§ **PROBLEM TO SOLVE**
Retype exactly the stretch of lines that begins at the line containing "Mark the pink" and ends at the last line of the data, with no other lines.

§ **MATERIAL**

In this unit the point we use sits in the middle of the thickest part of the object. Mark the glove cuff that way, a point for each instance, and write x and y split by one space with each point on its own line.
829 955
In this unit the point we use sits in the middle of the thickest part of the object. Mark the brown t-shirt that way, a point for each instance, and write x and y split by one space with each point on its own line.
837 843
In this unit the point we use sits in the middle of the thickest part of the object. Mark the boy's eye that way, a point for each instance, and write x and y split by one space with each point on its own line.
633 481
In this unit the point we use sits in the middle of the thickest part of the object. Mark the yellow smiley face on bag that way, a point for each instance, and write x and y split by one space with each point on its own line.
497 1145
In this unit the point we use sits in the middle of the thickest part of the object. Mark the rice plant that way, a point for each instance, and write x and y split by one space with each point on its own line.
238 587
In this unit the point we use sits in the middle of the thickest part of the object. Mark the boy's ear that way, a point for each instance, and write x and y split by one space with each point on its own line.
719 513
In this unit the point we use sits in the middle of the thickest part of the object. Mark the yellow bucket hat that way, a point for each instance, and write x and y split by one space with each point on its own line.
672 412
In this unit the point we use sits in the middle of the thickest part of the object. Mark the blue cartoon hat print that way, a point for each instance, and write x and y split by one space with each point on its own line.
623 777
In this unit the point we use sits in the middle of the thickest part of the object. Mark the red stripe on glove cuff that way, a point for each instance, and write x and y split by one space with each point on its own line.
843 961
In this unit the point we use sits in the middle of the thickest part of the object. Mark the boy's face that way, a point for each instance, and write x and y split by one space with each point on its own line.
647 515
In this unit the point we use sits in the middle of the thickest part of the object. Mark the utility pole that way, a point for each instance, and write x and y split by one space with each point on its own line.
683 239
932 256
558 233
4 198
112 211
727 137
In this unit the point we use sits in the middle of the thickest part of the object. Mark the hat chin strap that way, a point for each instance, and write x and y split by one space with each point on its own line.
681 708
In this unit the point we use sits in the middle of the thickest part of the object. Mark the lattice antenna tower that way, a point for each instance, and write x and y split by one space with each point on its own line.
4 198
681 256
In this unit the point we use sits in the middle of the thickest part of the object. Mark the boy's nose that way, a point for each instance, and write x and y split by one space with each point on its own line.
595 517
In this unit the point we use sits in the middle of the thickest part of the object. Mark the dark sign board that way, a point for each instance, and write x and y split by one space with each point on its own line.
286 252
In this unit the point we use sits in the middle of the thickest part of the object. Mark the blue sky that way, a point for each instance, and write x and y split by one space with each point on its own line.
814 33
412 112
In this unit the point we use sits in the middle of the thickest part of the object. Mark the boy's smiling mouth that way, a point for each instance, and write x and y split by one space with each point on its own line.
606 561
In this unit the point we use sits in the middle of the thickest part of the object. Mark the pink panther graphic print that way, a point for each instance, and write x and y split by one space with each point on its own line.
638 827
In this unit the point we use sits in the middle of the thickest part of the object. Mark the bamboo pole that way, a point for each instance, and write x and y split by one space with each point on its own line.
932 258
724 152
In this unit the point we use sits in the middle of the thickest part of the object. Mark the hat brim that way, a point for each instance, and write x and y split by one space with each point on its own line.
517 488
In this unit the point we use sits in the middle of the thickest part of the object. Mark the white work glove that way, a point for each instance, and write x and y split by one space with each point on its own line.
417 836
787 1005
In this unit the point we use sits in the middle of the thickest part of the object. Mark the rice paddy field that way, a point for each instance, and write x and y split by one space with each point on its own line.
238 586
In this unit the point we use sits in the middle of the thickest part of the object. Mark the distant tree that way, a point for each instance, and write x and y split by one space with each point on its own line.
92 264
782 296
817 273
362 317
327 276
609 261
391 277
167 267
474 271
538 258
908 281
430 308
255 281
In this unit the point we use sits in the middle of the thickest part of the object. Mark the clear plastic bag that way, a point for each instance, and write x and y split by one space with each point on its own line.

§ **EXERCISE RESULT**
In this unit the point we use sits in the middle of the thickest part of the object. Mark the pink panther graphic print that way, a point for each instance, and write x and y split by one space with each point on its own line.
638 827
In this unit the point we use sits in the middle of the thickest part of the object. Mark the bamboo pole that way, a point for each instance, and write x and y split by one space with each point on its own line.
932 258
724 152
In this unit the point we use sits in the middle of the thickest part of the object. Mark the hat brim that way, a point for each instance, and write x and y split by one space with each point on its own line.
517 488
In this unit the point we use sits in the middle of the thickest part of the object. Mark the white work glove that way, a point for each instance, and write x and y split by one space with each point on its own line.
417 836
787 1005
In this unit the point we use sits in the middle of the thickest part of the object. Mark the rice paddy field that way, a point for each instance, and write x and y split by one space with each point on its own line.
238 586
In this unit the point we use sits in the middle of the thickest part of the object. Mark the distant tree that way, a point for each instance, and write x and y split by one space with each point on its own line.
92 264
782 296
817 273
362 317
327 276
609 261
391 277
167 267
474 271
538 258
908 281
430 308
255 281
In this unit the point we use sits in the middle of the thickest part of the object. Mark the clear plastic bag that way, a point for each instance, and write x and y split by one space with each point on its own line.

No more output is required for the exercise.